Extracted data entries →
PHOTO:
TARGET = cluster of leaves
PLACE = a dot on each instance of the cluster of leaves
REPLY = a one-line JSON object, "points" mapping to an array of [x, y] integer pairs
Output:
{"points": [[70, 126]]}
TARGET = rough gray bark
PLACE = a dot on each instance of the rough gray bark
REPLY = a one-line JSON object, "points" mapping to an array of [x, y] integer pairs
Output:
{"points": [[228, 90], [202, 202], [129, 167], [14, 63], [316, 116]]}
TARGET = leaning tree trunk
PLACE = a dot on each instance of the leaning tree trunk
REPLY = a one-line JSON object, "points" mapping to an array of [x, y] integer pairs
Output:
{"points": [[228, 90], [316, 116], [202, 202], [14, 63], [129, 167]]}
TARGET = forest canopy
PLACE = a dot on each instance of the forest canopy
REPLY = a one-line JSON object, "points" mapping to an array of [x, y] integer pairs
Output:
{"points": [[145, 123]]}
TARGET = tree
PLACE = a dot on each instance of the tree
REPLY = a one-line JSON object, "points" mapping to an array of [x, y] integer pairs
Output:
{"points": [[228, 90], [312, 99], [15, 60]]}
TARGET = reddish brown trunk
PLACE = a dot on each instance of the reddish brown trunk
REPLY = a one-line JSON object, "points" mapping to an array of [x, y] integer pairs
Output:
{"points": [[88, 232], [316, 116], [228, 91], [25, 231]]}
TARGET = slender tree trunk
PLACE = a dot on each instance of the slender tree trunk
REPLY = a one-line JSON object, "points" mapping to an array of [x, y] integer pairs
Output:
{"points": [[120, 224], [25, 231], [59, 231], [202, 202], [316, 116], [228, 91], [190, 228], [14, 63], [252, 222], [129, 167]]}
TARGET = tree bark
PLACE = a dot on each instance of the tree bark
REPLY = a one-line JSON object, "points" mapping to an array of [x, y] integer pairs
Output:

WHAT IS BEING ASKED →
Take the entries above and set them all down again exactly as they read.

RESULT OF THE TASK →
PHOTO:
TARGET = cluster of leaves
PLACE = a dot on each instance of the cluster of leaves
REPLY = a one-line JSON object, "points" mapping to an array of [x, y] integer pairs
Output:
{"points": [[70, 126]]}
TARGET = rough gray bark
PLACE = a dot on each instance of the rough gray bark
REPLY = a one-line JSON object, "points" mapping to an array of [x, y] integer pairs
Output:
{"points": [[228, 90], [202, 202], [129, 167], [14, 63], [316, 116]]}
TARGET = leaning tree trunk
PLACE = a dot on each instance of the leaning tree trunk
REPLY = a one-line JSON object, "points" mapping to an array of [x, y] integer pairs
Output:
{"points": [[228, 90], [316, 116], [202, 202], [14, 63], [129, 167]]}
TARGET = forest canopy
PLACE = a dot on each instance of the forest canopy
REPLY = a one-line JSON object, "points" mapping to an array of [x, y] integer pairs
Output:
{"points": [[145, 123]]}
TARGET = tree
PLACE = a dot on each instance of the tree
REPLY = a one-line JSON object, "points" mapping to an array of [x, y] integer pairs
Output:
{"points": [[228, 90], [312, 99], [15, 60]]}
TARGET = reddish brown trunk
PLACE = a dot on each instance of the reddish brown trunk
REPLY = a one-line JSON object, "points" mapping to an array of [x, y] integer pairs
Output:
{"points": [[88, 232], [316, 116], [228, 91], [25, 231]]}
TARGET = slender tree trunk
PLACE = a dot on each instance of the slender tree trunk
REPLY = a one-line JSON object, "points" mapping to an array of [x, y] integer pairs
Output:
{"points": [[120, 224], [25, 231], [59, 231], [202, 202], [316, 116], [228, 91], [190, 228], [14, 63], [252, 222], [129, 167]]}
TARGET = tree bark
PLACE = a dot on each instance of the tree bark
REPLY = a one-line JSON object, "points" mapping to an array of [x, y] integer pairs
Output:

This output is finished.